Return the line containing "Objective: one point per instance of the rocky foreground" and all lines after it exactly; stop at the end of the material.

(Rows from a dataset)

···

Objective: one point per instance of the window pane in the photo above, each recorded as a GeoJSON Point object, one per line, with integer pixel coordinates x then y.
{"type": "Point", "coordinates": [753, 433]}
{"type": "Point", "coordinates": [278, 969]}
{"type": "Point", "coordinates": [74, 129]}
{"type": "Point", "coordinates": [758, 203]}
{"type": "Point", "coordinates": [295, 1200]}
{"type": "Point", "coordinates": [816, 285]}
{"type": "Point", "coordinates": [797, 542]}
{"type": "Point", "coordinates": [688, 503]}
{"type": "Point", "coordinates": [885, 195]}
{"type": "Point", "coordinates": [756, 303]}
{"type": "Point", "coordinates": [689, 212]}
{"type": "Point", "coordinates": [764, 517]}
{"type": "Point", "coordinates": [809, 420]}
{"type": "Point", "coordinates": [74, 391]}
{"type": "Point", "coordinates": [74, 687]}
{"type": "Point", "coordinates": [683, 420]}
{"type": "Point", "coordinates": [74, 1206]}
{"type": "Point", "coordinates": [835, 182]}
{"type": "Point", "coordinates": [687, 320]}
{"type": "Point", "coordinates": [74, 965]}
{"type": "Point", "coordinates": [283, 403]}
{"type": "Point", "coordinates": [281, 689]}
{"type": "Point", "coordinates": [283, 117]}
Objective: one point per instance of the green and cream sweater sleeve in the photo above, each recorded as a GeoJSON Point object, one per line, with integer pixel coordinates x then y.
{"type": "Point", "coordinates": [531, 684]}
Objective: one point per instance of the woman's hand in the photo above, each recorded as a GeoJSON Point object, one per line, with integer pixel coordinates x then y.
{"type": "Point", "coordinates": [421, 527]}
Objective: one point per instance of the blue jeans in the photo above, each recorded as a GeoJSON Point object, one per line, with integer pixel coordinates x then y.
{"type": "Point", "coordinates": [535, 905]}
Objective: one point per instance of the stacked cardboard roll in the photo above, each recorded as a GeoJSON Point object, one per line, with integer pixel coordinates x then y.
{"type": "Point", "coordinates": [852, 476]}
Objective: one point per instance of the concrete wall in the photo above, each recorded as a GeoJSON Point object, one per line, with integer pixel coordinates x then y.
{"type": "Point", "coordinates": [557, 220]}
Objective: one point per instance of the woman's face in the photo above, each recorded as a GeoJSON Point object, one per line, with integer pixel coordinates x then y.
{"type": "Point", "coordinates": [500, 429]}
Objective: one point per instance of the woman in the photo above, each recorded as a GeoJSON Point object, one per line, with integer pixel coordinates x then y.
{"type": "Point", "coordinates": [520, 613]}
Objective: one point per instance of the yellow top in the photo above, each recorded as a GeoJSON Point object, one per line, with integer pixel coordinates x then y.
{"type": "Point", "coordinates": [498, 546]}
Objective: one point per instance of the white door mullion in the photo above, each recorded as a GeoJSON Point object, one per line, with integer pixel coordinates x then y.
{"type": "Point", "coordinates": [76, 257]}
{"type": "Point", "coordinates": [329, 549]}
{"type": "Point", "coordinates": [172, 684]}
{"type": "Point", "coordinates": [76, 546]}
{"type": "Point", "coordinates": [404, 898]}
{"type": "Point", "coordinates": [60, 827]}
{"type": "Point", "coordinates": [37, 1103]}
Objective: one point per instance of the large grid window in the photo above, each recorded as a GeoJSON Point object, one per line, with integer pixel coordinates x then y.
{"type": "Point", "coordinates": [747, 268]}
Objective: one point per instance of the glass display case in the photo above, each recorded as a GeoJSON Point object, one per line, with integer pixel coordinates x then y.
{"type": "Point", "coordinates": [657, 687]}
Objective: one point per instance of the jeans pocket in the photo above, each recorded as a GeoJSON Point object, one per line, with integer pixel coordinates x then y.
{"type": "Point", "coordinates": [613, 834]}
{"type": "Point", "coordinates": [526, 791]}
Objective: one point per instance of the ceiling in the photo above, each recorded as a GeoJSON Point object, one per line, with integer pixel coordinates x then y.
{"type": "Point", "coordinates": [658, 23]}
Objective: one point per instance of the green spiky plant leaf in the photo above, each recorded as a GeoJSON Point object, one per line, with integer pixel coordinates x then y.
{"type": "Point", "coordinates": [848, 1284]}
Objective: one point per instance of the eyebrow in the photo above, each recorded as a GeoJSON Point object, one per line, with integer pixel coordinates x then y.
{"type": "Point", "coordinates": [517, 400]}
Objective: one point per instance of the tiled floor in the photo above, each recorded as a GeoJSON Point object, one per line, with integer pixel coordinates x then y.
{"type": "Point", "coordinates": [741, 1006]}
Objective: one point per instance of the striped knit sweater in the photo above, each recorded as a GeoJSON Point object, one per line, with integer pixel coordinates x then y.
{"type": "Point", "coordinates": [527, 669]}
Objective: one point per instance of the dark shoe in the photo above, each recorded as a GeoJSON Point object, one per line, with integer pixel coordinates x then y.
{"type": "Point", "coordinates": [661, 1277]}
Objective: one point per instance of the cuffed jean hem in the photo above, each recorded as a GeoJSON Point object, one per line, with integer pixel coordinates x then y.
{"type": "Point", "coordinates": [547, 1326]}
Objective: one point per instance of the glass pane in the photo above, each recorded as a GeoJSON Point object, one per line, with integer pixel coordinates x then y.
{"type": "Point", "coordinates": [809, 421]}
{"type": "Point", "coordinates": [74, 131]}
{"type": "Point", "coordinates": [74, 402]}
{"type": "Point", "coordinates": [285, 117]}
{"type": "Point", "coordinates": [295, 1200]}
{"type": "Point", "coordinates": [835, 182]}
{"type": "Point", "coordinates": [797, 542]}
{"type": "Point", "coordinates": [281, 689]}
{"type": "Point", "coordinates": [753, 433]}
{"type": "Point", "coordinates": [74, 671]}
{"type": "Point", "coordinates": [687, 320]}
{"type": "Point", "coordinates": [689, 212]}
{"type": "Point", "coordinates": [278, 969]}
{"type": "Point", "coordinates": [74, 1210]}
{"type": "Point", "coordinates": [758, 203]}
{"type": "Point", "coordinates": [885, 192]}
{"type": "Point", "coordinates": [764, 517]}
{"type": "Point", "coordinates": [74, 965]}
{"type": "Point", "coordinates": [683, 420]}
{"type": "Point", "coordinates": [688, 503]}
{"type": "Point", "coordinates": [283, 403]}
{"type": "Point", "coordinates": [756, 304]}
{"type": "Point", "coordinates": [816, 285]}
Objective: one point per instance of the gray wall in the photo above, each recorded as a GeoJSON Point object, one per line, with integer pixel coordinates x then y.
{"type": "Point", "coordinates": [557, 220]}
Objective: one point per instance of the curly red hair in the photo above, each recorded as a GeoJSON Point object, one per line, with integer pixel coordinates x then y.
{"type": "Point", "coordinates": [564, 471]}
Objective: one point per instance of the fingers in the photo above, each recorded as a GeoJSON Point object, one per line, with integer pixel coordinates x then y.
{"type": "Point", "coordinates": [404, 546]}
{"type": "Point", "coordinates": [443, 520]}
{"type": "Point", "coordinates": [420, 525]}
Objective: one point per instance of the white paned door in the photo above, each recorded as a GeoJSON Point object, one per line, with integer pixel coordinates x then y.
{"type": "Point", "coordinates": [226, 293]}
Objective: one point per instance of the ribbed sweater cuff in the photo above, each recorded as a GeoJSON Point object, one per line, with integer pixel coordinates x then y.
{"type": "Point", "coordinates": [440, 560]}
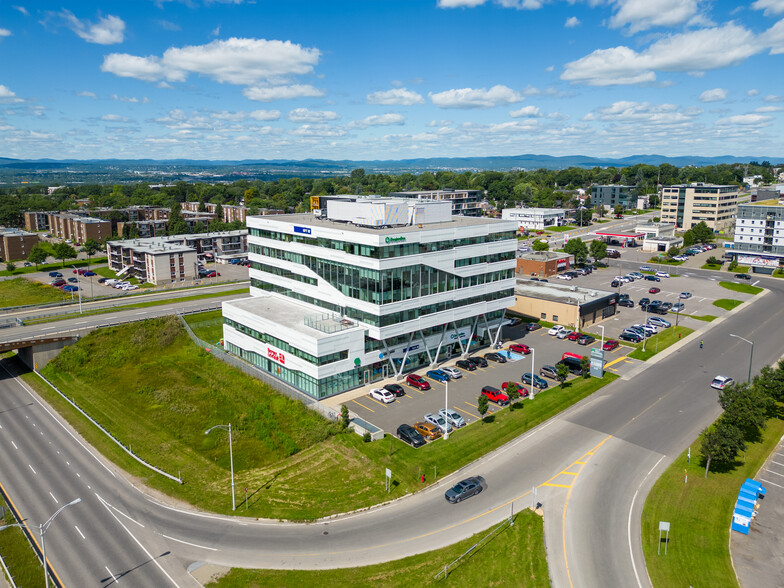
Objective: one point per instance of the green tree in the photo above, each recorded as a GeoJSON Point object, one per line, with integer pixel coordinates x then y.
{"type": "Point", "coordinates": [37, 255]}
{"type": "Point", "coordinates": [721, 442]}
{"type": "Point", "coordinates": [578, 248]}
{"type": "Point", "coordinates": [63, 251]}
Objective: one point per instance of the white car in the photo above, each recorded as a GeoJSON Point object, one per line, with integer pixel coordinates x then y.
{"type": "Point", "coordinates": [382, 395]}
{"type": "Point", "coordinates": [452, 417]}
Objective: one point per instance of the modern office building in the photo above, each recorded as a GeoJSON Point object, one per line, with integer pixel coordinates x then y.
{"type": "Point", "coordinates": [688, 204]}
{"type": "Point", "coordinates": [536, 219]}
{"type": "Point", "coordinates": [464, 202]}
{"type": "Point", "coordinates": [369, 289]}
{"type": "Point", "coordinates": [759, 236]}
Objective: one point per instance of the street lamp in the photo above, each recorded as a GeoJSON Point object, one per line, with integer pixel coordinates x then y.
{"type": "Point", "coordinates": [751, 354]}
{"type": "Point", "coordinates": [231, 459]}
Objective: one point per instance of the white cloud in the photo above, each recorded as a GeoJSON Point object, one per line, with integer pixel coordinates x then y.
{"type": "Point", "coordinates": [400, 96]}
{"type": "Point", "coordinates": [379, 120]}
{"type": "Point", "coordinates": [238, 61]}
{"type": "Point", "coordinates": [476, 98]}
{"type": "Point", "coordinates": [107, 31]}
{"type": "Point", "coordinates": [693, 51]}
{"type": "Point", "coordinates": [769, 6]}
{"type": "Point", "coordinates": [282, 93]}
{"type": "Point", "coordinates": [525, 112]}
{"type": "Point", "coordinates": [303, 115]}
{"type": "Point", "coordinates": [745, 120]}
{"type": "Point", "coordinates": [714, 95]}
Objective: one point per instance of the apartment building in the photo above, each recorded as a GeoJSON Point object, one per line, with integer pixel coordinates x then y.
{"type": "Point", "coordinates": [369, 289]}
{"type": "Point", "coordinates": [685, 205]}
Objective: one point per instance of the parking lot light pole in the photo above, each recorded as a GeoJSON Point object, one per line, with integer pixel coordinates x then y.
{"type": "Point", "coordinates": [231, 459]}
{"type": "Point", "coordinates": [751, 355]}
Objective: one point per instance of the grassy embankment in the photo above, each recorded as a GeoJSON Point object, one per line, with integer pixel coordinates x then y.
{"type": "Point", "coordinates": [700, 512]}
{"type": "Point", "coordinates": [157, 392]}
{"type": "Point", "coordinates": [515, 556]}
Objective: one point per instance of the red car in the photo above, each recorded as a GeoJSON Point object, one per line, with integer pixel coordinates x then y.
{"type": "Point", "coordinates": [520, 348]}
{"type": "Point", "coordinates": [417, 381]}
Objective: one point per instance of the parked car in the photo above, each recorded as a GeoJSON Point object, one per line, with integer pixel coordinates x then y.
{"type": "Point", "coordinates": [438, 375]}
{"type": "Point", "coordinates": [382, 395]}
{"type": "Point", "coordinates": [464, 364]}
{"type": "Point", "coordinates": [495, 395]}
{"type": "Point", "coordinates": [417, 381]}
{"type": "Point", "coordinates": [396, 389]}
{"type": "Point", "coordinates": [410, 435]}
{"type": "Point", "coordinates": [465, 489]}
{"type": "Point", "coordinates": [454, 418]}
{"type": "Point", "coordinates": [428, 430]}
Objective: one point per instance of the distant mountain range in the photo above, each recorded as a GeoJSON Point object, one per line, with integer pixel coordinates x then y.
{"type": "Point", "coordinates": [51, 171]}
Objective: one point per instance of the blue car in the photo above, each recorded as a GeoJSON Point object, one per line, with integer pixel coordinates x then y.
{"type": "Point", "coordinates": [438, 375]}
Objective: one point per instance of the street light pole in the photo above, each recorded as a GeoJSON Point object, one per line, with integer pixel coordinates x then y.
{"type": "Point", "coordinates": [751, 355]}
{"type": "Point", "coordinates": [231, 459]}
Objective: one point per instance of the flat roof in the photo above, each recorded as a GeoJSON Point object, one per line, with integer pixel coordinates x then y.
{"type": "Point", "coordinates": [559, 293]}
{"type": "Point", "coordinates": [310, 220]}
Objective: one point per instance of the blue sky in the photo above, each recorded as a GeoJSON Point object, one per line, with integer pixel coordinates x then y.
{"type": "Point", "coordinates": [385, 79]}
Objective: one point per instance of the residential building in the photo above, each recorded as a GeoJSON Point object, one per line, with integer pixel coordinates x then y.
{"type": "Point", "coordinates": [369, 289]}
{"type": "Point", "coordinates": [759, 236]}
{"type": "Point", "coordinates": [688, 204]}
{"type": "Point", "coordinates": [464, 202]}
{"type": "Point", "coordinates": [16, 244]}
{"type": "Point", "coordinates": [536, 219]}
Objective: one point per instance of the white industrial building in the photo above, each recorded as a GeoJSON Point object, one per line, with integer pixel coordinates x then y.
{"type": "Point", "coordinates": [369, 290]}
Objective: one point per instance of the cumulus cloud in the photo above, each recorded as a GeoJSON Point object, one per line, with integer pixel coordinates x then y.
{"type": "Point", "coordinates": [303, 115]}
{"type": "Point", "coordinates": [714, 95]}
{"type": "Point", "coordinates": [399, 96]}
{"type": "Point", "coordinates": [693, 51]}
{"type": "Point", "coordinates": [476, 98]}
{"type": "Point", "coordinates": [107, 31]}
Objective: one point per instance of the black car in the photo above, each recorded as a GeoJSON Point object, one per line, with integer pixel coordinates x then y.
{"type": "Point", "coordinates": [410, 435]}
{"type": "Point", "coordinates": [478, 361]}
{"type": "Point", "coordinates": [465, 364]}
{"type": "Point", "coordinates": [396, 389]}
{"type": "Point", "coordinates": [465, 489]}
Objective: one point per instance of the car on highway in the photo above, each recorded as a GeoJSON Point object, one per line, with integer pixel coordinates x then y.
{"type": "Point", "coordinates": [438, 421]}
{"type": "Point", "coordinates": [464, 364]}
{"type": "Point", "coordinates": [519, 348]}
{"type": "Point", "coordinates": [438, 375]}
{"type": "Point", "coordinates": [453, 417]}
{"type": "Point", "coordinates": [535, 381]}
{"type": "Point", "coordinates": [495, 395]}
{"type": "Point", "coordinates": [396, 389]}
{"type": "Point", "coordinates": [720, 382]}
{"type": "Point", "coordinates": [410, 435]}
{"type": "Point", "coordinates": [417, 381]}
{"type": "Point", "coordinates": [428, 430]}
{"type": "Point", "coordinates": [382, 395]}
{"type": "Point", "coordinates": [465, 489]}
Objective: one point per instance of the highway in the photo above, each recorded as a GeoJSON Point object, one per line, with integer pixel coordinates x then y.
{"type": "Point", "coordinates": [592, 467]}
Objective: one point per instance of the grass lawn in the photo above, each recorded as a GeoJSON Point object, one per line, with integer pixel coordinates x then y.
{"type": "Point", "coordinates": [700, 512]}
{"type": "Point", "coordinates": [743, 288]}
{"type": "Point", "coordinates": [727, 303]}
{"type": "Point", "coordinates": [514, 552]}
{"type": "Point", "coordinates": [156, 391]}
{"type": "Point", "coordinates": [659, 342]}
{"type": "Point", "coordinates": [20, 292]}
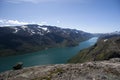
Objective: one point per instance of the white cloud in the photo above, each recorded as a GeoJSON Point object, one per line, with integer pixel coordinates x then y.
{"type": "Point", "coordinates": [43, 22]}
{"type": "Point", "coordinates": [42, 1]}
{"type": "Point", "coordinates": [16, 22]}
{"type": "Point", "coordinates": [58, 21]}
{"type": "Point", "coordinates": [12, 22]}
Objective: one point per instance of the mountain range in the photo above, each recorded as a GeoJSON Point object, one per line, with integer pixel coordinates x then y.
{"type": "Point", "coordinates": [32, 37]}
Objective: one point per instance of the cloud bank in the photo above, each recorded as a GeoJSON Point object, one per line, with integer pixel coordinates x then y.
{"type": "Point", "coordinates": [12, 22]}
{"type": "Point", "coordinates": [42, 1]}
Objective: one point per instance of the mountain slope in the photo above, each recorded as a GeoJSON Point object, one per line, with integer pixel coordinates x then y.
{"type": "Point", "coordinates": [106, 47]}
{"type": "Point", "coordinates": [33, 37]}
{"type": "Point", "coordinates": [99, 70]}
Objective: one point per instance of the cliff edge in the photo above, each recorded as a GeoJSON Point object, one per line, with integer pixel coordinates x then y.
{"type": "Point", "coordinates": [95, 70]}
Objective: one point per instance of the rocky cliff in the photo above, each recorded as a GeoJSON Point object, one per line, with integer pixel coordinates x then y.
{"type": "Point", "coordinates": [107, 47]}
{"type": "Point", "coordinates": [99, 70]}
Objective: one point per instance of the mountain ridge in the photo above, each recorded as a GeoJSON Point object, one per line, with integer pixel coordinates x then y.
{"type": "Point", "coordinates": [28, 38]}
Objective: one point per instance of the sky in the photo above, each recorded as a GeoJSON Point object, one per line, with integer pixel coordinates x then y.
{"type": "Point", "coordinates": [95, 16]}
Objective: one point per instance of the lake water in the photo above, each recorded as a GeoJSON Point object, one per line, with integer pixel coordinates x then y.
{"type": "Point", "coordinates": [49, 56]}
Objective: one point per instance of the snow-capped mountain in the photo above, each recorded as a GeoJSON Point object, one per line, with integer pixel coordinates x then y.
{"type": "Point", "coordinates": [33, 37]}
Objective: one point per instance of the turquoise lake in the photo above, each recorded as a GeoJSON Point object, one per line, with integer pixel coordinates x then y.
{"type": "Point", "coordinates": [45, 57]}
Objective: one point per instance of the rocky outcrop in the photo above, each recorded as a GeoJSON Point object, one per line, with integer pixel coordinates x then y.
{"type": "Point", "coordinates": [99, 70]}
{"type": "Point", "coordinates": [107, 47]}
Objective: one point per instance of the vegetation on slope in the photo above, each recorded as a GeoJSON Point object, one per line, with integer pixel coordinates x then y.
{"type": "Point", "coordinates": [106, 48]}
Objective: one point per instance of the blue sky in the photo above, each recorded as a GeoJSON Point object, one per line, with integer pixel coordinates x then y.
{"type": "Point", "coordinates": [94, 16]}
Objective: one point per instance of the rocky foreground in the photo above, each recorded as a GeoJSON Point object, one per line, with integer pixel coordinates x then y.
{"type": "Point", "coordinates": [100, 70]}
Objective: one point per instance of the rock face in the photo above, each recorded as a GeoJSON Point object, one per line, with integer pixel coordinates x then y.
{"type": "Point", "coordinates": [29, 38]}
{"type": "Point", "coordinates": [18, 66]}
{"type": "Point", "coordinates": [107, 47]}
{"type": "Point", "coordinates": [99, 70]}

···

## EXPECTED ANSWER
Objective: one point per instance of the rocky foreground in the photo above, each recorded as a GeoJSON Point object, one per line, with integer pixel coordinates x then y.
{"type": "Point", "coordinates": [100, 70]}
Objective: one point per instance of the rock face in the photo above, each recorded as a GeoJSON Point object, one per line, with integer pixel coordinates x then y.
{"type": "Point", "coordinates": [29, 38]}
{"type": "Point", "coordinates": [18, 66]}
{"type": "Point", "coordinates": [107, 47]}
{"type": "Point", "coordinates": [99, 70]}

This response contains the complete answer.